• [AIM]: Reproduce the following data line for line, without any alteration, and omit the pictures from your answer.

----- DATA LINES -----

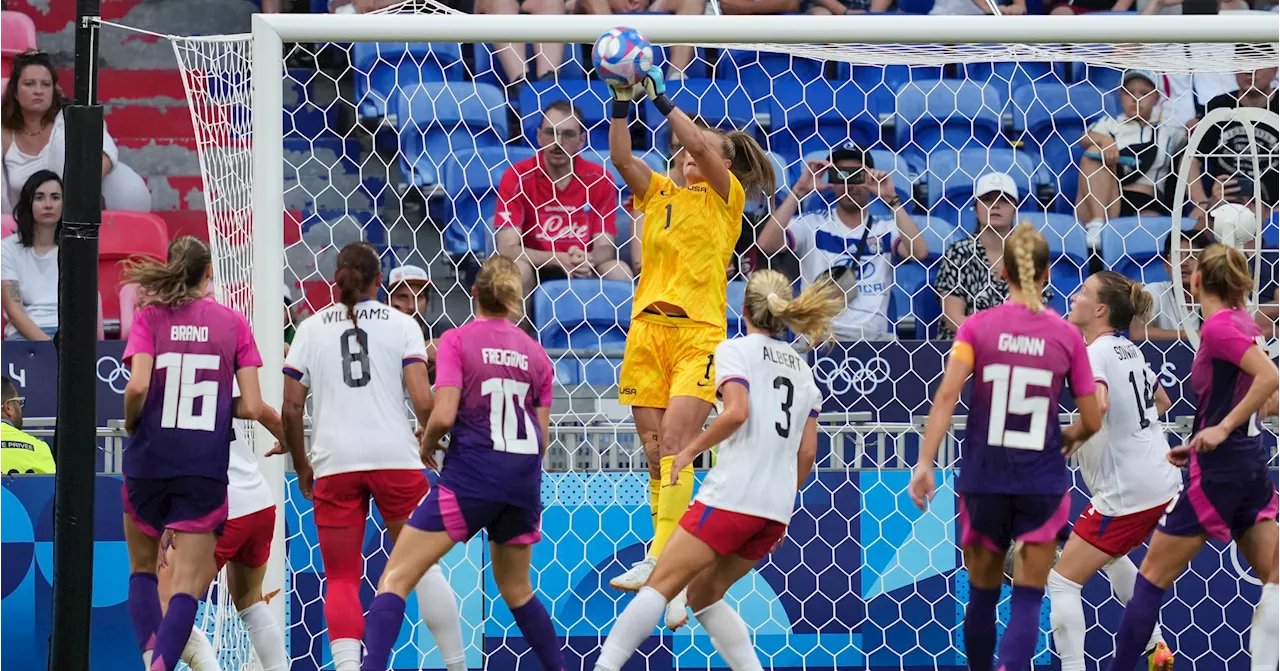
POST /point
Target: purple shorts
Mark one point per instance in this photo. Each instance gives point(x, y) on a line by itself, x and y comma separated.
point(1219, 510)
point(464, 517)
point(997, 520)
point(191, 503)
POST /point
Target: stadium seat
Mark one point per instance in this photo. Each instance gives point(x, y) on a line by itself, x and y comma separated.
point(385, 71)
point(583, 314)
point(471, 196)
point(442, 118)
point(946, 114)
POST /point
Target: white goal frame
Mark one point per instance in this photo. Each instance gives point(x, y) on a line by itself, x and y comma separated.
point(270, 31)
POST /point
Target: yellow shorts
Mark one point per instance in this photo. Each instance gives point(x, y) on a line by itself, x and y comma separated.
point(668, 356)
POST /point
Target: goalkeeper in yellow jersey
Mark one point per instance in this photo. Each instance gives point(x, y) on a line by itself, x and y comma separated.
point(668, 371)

-----

• [SOLUTION BELOW]:
POST /point
Target: purple shorts
Mark one point per instance in this photo. Each instance gives point(x, y) on a line by itself, x and y comma separated.
point(1219, 510)
point(464, 517)
point(997, 520)
point(191, 503)
POST /point
Target: stadium seat
Mark one point per instance in this photo. Each instance gives point(x, y) on a line by itself, x and y comma separated.
point(385, 71)
point(583, 314)
point(471, 196)
point(442, 118)
point(946, 114)
POST /point
Target: white goal frame
Mark one point per instance in this photo. Each instance gives point(x, y) on a line by itself, x and y comma separated.
point(270, 31)
POST /point
Target: yellow shorts
Mark one point per instance in this photo. Each instance gives point(x, y) on a line by itself, x and y comma separated.
point(668, 356)
POST /point
Target: goalkeeper in yellow jersey
Mark one point per instance in this photo. Each instance gives point(x, y) on a line by itself, x and y comma separated.
point(668, 371)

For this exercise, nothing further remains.